Would it be possible to quote, exactly and in full, the lines from the one with "of the brick" through the end of the entries below?

________________________________________

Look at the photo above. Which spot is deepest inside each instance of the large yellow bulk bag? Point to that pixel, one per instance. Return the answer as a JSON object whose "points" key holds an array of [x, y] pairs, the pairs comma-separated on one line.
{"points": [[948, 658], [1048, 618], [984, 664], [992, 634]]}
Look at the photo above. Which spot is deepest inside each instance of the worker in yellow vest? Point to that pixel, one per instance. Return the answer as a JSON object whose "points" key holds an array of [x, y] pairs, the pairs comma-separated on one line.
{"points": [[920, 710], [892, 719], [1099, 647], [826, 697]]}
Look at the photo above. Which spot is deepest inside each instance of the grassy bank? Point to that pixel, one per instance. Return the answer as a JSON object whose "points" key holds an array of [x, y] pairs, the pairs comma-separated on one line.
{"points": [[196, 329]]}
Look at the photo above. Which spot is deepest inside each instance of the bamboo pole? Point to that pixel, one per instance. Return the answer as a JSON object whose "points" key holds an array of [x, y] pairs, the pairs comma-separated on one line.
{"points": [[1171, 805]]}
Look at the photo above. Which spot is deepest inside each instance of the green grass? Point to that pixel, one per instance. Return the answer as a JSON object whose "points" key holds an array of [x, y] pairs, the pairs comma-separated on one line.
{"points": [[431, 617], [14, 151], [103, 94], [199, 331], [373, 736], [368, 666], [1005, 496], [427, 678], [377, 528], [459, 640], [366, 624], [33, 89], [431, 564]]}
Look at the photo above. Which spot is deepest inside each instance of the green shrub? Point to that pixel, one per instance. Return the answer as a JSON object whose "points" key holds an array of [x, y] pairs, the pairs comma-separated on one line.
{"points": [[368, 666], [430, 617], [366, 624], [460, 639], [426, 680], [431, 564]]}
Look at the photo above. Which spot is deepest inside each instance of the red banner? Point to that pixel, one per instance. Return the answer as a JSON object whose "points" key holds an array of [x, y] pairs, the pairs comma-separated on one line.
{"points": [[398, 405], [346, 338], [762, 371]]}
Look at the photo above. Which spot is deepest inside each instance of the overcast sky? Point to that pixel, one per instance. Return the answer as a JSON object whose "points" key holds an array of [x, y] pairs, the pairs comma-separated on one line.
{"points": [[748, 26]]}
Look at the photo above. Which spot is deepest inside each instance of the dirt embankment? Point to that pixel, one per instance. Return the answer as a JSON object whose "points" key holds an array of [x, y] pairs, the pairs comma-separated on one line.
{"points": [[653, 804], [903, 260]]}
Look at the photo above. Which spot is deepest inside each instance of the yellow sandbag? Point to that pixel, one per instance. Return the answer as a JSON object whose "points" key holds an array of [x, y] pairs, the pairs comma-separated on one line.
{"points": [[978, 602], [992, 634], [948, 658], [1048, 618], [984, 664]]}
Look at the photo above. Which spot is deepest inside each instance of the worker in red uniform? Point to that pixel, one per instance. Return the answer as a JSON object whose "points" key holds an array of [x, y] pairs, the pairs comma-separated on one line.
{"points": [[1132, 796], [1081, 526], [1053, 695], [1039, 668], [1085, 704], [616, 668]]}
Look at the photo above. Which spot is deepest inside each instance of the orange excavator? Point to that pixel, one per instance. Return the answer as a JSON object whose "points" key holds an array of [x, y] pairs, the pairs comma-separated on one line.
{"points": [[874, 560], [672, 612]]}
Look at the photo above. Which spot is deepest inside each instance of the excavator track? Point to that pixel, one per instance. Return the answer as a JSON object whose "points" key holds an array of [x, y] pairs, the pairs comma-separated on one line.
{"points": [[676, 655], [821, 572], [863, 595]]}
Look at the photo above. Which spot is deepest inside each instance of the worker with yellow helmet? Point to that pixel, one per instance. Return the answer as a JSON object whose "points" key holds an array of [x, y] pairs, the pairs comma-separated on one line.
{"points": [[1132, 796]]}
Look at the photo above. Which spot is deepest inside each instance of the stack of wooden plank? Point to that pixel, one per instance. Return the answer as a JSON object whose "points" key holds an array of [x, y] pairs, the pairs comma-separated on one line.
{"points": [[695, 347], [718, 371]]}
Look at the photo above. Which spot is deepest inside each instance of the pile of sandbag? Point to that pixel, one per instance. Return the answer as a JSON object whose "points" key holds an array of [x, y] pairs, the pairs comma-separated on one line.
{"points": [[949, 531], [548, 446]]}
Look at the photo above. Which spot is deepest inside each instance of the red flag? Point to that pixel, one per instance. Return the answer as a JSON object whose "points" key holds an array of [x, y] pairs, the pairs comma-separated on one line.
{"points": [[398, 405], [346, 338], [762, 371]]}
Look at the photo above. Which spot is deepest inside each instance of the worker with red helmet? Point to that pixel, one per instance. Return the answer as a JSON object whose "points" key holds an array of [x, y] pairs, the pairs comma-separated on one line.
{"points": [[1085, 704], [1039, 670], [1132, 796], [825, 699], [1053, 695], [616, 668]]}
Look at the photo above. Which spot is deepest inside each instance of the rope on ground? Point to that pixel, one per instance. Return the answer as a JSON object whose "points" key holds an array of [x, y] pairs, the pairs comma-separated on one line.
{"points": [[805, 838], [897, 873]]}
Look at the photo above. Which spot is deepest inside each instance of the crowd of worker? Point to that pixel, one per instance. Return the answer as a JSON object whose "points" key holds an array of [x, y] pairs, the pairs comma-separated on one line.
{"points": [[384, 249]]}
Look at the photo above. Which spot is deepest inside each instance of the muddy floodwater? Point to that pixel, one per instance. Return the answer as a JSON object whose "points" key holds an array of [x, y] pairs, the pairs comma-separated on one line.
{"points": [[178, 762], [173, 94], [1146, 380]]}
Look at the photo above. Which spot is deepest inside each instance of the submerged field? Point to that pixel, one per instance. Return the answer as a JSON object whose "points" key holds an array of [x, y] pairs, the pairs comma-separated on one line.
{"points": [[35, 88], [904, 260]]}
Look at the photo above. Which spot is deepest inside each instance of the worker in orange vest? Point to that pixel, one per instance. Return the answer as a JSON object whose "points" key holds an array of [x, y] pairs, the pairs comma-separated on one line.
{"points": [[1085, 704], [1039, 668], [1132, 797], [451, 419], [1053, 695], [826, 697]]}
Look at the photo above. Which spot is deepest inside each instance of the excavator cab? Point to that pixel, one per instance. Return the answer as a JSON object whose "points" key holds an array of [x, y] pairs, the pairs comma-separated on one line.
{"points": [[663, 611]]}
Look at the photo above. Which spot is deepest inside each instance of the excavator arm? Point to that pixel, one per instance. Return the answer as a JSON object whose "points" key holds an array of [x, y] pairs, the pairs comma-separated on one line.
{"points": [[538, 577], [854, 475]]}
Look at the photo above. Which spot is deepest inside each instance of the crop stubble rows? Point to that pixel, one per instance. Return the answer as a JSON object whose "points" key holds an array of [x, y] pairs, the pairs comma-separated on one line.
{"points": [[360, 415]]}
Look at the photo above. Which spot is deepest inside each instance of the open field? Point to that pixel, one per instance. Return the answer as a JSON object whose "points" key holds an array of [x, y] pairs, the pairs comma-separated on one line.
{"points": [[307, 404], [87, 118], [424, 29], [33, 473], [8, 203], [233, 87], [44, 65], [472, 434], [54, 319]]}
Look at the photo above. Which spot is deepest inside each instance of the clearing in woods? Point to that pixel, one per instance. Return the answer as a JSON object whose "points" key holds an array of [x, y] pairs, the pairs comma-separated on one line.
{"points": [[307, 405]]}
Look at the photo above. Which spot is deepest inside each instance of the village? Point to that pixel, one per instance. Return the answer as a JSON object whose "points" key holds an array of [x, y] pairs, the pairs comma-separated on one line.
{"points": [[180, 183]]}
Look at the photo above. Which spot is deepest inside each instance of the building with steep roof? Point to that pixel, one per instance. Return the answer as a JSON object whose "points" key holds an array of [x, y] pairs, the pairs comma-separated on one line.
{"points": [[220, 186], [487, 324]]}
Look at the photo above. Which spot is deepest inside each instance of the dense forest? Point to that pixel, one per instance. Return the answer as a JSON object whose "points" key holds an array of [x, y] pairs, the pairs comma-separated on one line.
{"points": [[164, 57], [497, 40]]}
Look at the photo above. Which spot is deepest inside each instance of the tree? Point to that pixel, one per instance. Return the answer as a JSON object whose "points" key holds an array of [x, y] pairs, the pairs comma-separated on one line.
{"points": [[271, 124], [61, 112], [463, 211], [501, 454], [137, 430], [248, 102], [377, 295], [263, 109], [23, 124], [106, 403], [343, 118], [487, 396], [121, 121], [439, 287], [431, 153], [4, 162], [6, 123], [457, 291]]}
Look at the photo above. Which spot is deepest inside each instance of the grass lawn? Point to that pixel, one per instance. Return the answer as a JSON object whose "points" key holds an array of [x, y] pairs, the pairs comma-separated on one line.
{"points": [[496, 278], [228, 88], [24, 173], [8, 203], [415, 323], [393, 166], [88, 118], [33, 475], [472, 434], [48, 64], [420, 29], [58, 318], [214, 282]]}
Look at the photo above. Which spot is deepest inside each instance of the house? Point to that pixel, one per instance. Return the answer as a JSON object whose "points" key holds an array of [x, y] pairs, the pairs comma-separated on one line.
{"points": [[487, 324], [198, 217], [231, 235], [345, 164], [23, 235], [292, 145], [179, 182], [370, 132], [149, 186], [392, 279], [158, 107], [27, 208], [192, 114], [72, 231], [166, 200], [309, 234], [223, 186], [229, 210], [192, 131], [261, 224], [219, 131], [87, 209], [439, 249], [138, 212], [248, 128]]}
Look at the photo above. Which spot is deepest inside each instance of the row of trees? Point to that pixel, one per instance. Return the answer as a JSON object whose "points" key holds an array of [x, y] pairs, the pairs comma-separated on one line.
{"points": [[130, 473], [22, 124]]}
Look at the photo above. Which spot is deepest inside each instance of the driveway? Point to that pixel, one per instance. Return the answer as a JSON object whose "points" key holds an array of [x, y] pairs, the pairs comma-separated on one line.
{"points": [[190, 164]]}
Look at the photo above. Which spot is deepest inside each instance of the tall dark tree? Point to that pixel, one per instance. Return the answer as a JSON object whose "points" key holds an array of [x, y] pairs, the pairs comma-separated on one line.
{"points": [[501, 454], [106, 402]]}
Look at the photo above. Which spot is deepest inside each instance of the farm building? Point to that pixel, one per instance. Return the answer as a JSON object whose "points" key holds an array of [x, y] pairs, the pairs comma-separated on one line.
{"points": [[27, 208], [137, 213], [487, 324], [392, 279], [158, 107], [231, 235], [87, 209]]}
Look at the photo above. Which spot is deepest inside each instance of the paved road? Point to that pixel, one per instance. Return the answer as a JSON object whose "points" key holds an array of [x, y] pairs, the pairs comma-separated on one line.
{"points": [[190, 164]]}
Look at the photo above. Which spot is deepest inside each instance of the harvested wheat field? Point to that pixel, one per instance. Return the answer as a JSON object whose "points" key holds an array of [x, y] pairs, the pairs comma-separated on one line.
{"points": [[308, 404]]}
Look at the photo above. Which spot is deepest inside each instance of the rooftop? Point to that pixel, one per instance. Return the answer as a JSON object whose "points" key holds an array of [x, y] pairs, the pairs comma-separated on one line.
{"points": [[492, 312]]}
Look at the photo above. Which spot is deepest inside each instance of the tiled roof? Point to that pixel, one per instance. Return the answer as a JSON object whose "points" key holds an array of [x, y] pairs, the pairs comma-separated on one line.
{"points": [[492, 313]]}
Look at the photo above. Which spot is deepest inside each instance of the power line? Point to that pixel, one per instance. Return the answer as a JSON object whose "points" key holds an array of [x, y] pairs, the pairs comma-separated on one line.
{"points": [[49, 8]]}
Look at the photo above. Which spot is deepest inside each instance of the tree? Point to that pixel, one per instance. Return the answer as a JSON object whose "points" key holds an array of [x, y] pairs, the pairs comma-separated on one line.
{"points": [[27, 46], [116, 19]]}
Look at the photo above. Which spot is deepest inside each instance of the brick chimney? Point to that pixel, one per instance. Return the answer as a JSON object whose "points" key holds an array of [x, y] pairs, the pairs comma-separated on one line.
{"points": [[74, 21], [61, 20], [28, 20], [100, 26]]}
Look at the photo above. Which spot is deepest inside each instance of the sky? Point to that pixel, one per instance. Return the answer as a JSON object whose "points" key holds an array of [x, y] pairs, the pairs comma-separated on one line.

________________________________________

* [WRITTEN ANSWER]:
Look at the photo above. Which spot is deepest inside each instance of the brick chimney? Point to that pixel, one per instance. Return the answer as a JSON object whose "points" key holds an array of [x, y] pairs, the pairs comma-separated on one line.
{"points": [[74, 21], [61, 20], [28, 20], [100, 26]]}
Look at the photo above. Which spot is deepest inside each instance of the sky? Point to that pixel, one per instance. Return the answer as a JSON object whose "points" key holds an array of [x, y] pairs, the pairs comma-separated on one line.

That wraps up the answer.